Task details :: Please give back word for word the lines of the material below between the line containing "of the harbor" and the line containing "the white cargo", inclusive.

- - -

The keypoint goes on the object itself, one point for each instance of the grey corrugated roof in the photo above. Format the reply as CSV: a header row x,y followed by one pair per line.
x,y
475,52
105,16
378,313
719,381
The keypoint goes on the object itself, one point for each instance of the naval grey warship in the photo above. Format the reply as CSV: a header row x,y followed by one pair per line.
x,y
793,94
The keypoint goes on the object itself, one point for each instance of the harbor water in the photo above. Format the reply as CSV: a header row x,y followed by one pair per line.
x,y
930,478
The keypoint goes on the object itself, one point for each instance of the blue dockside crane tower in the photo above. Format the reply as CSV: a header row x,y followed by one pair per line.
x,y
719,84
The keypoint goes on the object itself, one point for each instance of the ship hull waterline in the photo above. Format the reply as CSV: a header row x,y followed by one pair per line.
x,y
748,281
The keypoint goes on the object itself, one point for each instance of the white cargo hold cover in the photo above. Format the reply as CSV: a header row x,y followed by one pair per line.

- - -

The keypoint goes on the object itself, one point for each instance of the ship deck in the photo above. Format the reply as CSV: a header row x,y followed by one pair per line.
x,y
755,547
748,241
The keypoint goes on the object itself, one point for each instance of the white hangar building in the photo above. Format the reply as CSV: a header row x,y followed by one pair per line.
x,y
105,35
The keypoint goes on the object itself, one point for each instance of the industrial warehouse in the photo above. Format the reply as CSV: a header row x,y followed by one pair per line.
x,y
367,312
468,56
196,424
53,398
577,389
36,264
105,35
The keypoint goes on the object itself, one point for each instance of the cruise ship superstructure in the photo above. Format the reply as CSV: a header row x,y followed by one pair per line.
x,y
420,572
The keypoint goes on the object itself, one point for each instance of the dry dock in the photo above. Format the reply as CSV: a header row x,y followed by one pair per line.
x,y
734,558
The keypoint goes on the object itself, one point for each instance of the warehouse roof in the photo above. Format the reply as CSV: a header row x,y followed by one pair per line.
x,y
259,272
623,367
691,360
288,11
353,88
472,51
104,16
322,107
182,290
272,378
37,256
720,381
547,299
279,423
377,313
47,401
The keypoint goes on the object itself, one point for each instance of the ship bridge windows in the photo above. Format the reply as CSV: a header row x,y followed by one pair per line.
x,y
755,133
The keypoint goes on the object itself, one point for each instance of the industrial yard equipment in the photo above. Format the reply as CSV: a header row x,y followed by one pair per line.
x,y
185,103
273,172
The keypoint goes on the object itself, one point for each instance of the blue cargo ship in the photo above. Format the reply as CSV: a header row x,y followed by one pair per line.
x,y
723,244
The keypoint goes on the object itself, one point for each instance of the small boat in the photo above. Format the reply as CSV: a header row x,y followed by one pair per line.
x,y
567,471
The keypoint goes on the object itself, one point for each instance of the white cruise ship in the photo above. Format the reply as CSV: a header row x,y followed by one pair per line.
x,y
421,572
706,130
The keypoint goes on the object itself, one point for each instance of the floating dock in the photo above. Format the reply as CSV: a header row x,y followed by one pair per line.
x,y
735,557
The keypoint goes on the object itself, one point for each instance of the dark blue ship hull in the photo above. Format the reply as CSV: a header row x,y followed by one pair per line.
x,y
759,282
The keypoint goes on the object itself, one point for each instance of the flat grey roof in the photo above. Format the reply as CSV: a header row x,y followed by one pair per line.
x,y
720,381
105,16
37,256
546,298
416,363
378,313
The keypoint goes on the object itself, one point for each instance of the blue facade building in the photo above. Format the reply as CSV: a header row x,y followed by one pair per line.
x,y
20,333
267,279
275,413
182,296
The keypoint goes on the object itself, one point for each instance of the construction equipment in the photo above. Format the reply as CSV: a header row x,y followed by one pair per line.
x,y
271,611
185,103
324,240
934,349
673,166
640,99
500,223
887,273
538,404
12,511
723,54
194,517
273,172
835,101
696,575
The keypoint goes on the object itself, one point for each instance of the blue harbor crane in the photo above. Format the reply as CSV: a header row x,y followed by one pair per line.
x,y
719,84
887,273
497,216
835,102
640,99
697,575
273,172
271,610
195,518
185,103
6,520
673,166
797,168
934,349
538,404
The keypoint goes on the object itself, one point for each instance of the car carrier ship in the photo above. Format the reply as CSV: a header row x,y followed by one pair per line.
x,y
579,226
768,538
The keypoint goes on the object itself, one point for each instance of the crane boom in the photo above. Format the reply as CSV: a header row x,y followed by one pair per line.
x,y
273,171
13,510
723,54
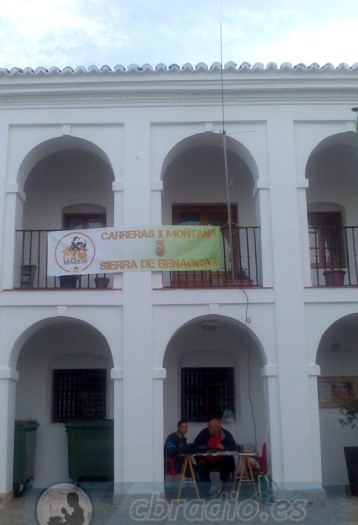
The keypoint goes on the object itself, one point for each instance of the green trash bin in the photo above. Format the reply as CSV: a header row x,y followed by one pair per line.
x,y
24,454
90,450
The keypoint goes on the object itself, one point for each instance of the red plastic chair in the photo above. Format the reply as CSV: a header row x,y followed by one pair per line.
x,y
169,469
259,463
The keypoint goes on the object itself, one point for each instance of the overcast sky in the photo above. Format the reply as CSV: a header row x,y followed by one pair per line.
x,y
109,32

- - -

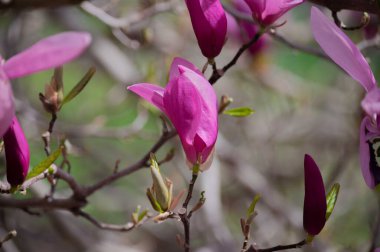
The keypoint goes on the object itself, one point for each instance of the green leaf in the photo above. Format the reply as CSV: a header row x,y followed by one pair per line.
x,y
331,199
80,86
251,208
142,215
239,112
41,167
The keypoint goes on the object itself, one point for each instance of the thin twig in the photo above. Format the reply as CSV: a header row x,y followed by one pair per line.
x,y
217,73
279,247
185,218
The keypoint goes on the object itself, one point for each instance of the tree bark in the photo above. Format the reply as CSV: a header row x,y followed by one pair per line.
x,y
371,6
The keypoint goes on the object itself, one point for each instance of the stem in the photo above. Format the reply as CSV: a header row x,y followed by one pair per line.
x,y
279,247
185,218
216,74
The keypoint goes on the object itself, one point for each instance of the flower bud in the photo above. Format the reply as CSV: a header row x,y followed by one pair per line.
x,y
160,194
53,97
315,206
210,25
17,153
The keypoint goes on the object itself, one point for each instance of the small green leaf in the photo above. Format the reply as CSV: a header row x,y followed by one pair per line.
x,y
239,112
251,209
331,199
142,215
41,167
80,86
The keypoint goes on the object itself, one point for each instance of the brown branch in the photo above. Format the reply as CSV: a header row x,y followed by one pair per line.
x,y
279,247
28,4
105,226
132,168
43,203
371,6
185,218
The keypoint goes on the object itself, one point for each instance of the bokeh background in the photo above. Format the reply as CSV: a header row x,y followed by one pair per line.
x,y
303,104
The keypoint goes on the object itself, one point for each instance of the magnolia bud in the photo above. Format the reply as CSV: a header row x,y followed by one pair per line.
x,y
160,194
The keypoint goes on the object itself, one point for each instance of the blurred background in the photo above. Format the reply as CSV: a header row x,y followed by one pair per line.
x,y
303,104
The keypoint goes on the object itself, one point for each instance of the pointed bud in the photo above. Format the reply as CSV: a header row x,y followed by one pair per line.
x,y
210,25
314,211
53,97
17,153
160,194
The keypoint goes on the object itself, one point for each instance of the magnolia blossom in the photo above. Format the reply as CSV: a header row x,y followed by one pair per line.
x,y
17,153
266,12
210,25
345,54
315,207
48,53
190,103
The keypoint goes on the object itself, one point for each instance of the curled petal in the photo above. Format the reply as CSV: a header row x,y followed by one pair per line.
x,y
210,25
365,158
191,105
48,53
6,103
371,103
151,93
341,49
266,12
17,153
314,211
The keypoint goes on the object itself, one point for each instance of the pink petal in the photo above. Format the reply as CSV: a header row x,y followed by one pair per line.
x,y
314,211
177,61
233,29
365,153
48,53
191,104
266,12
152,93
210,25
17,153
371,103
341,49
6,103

- - -

Task result ::
The keypoint goes on the object itself, one point for each instance of the harbor water in the photo above. Format the reply as CSV: a header row x,y followed by one pair per line.
x,y
930,478
The keypoint goes on the object itself, one point for each instance of the blue dockside crane tower in the photo above. Format the reply as CSV: a header row x,y followed by one pair per line.
x,y
719,84
The keypoint goes on the object itself, one point for each instance of the ship hull waterline in the photo above. Format the reply as CSV: a header row x,y followed by one pair per line.
x,y
748,281
The keypoint goes on the object itself, one point for each instance of the white cargo hold cover in the photo above. Format the reply as CSV: a header row x,y followed by one pair per line.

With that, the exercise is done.